On Jul 2, 2012, at 9:19 PM, Chris Little wrote:

> On 7/2/2012 5:47 AM, Greg Hellings wrote:
>> Is there an available (and proper-name-tagged!) version of the Bible
>> in a sister tongue to Cherokee that we could use as the basis for
>> comparisons? "David" -> "dewi" seems a pretty distant comparison that
>> is far more likely to yield issues than if we have a sister tongue
>> where "dawi" or what have you is already marked as a proper name.
>> Having such a related language would greatly enhance the accuracy of
>> this portion of the work.
> 
> The naive, orthographic edit distance between 'david' and 'dewi' is 3-5. (5 
> if substituions cost 2, 3 if they cost 1.)
> 
> With metaphone (a modern soundex-type algorithm) that just assumes the 
> Cherokee is English, 'david' and 'dewi' become 'tft' and 'tw' respectively, 
> with an edit distance of 2-3.

◆ **Task a**
Say whether each statement agrees with the message about names in a Cherokee Bible, answering yes or no and quoting the deciding words of the message: (i) The naive orthographic edit distance between 'david' and 'dewi' is 3-5. (ii) Metaphone turns 'dewi' into 'tft'. (iii) Greg Hellings asks about a version of the Bible in a sister tongue to Cherokee.
The listing that follows has no connection to the message above.

◆ **Data records**
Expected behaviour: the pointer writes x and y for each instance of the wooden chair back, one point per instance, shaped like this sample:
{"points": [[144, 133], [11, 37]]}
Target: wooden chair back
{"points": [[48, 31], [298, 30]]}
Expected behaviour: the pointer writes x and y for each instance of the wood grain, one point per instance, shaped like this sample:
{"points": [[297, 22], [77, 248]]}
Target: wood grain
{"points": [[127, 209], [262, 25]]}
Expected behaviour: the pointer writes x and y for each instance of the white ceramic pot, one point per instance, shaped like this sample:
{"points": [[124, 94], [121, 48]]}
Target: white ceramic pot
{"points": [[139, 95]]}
...
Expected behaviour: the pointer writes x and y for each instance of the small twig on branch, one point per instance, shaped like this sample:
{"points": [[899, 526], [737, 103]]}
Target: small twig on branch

◆ **Task b**
Retype the part of the listing that opens with the line containing "of the small" and closes with the line containing "Target: small twig on branch", including both of those lines.

◆ **Exercise solution a**
(i) Yes: "The naive, orthographic edit distance between 'david' and 'dewi' is 3-5."
(ii) No: "'david' and 'dewi' become 'tft' and 'tw' respectively"
(iii) Yes: "in a sister tongue to Cherokee that we could use as the basis for"

◆ **Exercise solution b**
Expected behaviour: the pointer writes x and y for each instance of the small twig on branch, one point per instance, shaped like this sample:
{"points": [[899, 526], [737, 103]]}
Target: small twig on branch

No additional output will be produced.